:: Extrait fourni

Tarkan au pays des nanars

Si le terme « nana », qui vient de l'héroïne du roman éponyme de Zola, était universellement connu et utilisé par les jeunes il y a quelques années, le mot « nanar » n'est employé que par des cinéphiles connaisseurs.

« Dans le domaine cinématographique, un nanar est un terme familier qui désigne un film tellement mal réalisé et ridicule qu'il en devient involontairement amusant et comique. Normalement, le terme nanar diffère du navet par son aptitude à divertir. Le nanar amuse par ses défauts, tandis que le navet est simplement mauvais et ennuyeux (en référence au goût fade du légume du même nom). Le terme nanar est cependant parfois utilisé abusivement pour désigner des films sans intérêt. Il fait alors double usage avec le terme de navet auquel il devrait s'opposer. » (http://fr.wikipedia.org/wiki/Nanar)

Entre 1969 et 1982, le cinéma turc produit un très grand nombre de films historiques destinés à un public intérieur, dont une bonne vingtaine pourraient entrer dans la catégorie du péplum. On pourra en trouver une liste à la page 94 de la revue CinémAction no 89, en annexe d'un intéressant article de Lucas Balbo, qui aborde le sujet sous le titre « Turkish délices ».

Films difficiles à trouver maintenant. Lors d'un de mes derniers voyages en Turquie, je suis allé dans un magasin spécialisé en vidéos et DVD avec une liste écrite en turc de films historiques qui pourraient m'intéresser (même en VO) : ils n'en avaient aucun.

::::
:: Matériel fourni

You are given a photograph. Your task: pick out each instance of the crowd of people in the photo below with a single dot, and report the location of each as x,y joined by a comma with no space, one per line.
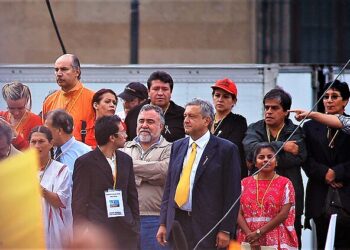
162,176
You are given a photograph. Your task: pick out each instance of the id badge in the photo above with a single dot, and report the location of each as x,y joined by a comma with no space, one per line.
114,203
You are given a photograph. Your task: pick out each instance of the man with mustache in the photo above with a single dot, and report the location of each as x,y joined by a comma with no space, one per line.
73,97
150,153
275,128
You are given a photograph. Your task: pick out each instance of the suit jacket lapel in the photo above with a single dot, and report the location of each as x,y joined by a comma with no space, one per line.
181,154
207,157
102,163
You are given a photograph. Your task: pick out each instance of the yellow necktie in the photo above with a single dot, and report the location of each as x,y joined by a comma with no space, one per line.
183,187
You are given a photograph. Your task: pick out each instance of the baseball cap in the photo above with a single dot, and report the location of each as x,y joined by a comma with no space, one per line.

::::
:: Matériel fourni

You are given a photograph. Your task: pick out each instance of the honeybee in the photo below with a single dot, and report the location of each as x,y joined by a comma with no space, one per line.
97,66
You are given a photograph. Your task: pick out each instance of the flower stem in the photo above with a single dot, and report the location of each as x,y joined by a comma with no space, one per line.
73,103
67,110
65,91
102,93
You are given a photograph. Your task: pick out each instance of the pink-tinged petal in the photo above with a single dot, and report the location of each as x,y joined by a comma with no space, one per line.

::::

*Consigne donnée 1*
Selon le texte sur les nanars, qu'est-ce qui distingue normalement le nanar du navet ?
*Consigne donnée 2*
Rédigez la suite du texte sur les nanars du cinéma turc, en reprenant après sa dernière phrase.

*Résultat de l'exercice 1*
Son aptitude à divertir : le nanar amuse par ses défauts, tandis que le navet est simplement mauvais et ennuyeux.

*Résultat de l'exercice 2*
Films à petit budget, prêts à faire foin de toute vraisemblance et toute réalité historique, ils jouent sur de splendides décors naturels, des costumes fantaisistes et très hauts en couleur, des acteurs aux têtes farouches et des actrices au physique avantageux, bref, tous les clichés du genre portés à leur paroxysme.

« Tous ces films sont hautement jubilatoires en raison de leur fantaisie et de leur surréalisme involontaire : tout peut arriver à n'importe quel moment. C'est (…) un cinéma où l'audace est le principal moteur (…), qui n'a que faire des raccords de la crédibilité (…). À voir au moins un fois dans sa vie pour redécouvrir son âme d'enfant. » (Lucas Balbo, op. cit.)

 

  Tarkan et les Vikings  


Tarkan contre les Vikings
Tarkan contre les Vikings

 

Affiche de Tarkan et les Vikings

Parmi les héros de ces films, le plus notoire est Tarkan, héros de cinq heroic fantasy, après avoir été un héros très populaire de la BD turque. Ce personnage, né et élevé parmi les loups, a comme ami le plus fidèle le loup Kurt («loup» en turc, mais dans les faits c'est un bâtard berger allemand), qui luttera toujours à ses côtés avec une intelligence plus qu'animale. Quant à nous, nous ne pouvons apprécier ce héros que dans le seul film de la série sorti récemment en DVD avec sous-titres anglais et image remastérisée : Tarkan viking cani (Tarkan contre les Vikings) de Mehmet Aslan (1971). « Le film le plus délirant de la série » (Lucas Balbo)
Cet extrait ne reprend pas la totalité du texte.